## start The input

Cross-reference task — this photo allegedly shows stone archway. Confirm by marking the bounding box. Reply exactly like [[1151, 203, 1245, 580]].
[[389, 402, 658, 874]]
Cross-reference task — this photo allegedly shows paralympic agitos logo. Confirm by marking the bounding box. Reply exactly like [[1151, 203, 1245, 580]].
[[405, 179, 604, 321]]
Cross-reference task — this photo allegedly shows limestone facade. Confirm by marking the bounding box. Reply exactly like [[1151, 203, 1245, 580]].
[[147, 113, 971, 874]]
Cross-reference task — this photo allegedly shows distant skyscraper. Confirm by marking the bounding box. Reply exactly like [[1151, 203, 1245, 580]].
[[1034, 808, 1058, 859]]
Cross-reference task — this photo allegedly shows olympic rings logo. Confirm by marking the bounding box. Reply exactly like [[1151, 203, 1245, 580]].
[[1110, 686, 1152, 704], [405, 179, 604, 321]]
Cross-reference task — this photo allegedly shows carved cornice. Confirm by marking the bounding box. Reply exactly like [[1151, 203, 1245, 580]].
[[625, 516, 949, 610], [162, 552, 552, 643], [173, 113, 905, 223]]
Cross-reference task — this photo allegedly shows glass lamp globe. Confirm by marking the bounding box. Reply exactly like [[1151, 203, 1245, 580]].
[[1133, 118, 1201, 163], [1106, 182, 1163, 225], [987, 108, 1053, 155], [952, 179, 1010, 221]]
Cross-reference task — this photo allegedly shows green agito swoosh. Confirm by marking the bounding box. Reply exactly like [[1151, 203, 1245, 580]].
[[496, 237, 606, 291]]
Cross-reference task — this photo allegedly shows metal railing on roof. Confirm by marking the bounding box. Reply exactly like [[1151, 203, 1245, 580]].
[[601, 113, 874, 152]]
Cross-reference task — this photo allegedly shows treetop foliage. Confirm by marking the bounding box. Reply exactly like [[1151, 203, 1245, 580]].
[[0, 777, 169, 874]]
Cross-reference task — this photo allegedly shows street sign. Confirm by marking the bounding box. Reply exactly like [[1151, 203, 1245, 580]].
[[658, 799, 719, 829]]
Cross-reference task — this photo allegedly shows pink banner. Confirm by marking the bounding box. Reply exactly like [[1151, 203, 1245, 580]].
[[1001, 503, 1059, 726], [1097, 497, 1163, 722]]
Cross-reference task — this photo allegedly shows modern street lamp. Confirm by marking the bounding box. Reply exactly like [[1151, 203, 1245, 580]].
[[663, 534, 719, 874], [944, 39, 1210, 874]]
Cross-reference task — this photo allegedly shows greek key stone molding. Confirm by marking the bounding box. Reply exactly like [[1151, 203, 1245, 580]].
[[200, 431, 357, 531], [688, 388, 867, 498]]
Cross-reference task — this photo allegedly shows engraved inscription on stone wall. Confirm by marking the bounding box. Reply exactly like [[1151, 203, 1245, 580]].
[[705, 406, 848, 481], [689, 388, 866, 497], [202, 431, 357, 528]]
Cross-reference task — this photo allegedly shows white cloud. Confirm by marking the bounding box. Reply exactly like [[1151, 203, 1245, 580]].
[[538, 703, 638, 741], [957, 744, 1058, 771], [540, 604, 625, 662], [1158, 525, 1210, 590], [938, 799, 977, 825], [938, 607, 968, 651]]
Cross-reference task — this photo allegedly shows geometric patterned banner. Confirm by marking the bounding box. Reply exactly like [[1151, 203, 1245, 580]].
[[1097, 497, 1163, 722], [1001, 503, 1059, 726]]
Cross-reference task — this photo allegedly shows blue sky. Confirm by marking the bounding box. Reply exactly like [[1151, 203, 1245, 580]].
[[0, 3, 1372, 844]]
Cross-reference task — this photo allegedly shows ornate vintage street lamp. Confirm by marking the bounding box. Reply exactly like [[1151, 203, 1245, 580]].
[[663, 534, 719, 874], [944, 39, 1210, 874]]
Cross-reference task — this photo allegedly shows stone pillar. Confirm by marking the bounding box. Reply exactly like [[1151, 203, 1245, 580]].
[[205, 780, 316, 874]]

## end The input

## Task brief
Rewrite the listing lines starting with the line containing "Cross-reference task — this photo allegedly shows treetop" and going on through the line containing "[[0, 777, 169, 874]]", substituting "leaves" for "foliage" and leaving everything else unchanged.

## Solution to this exercise
Cross-reference task — this photo allegedly shows treetop leaves. Confirm by marking the bounding box. Reply exactly like [[1151, 203, 1245, 580]].
[[0, 777, 169, 874]]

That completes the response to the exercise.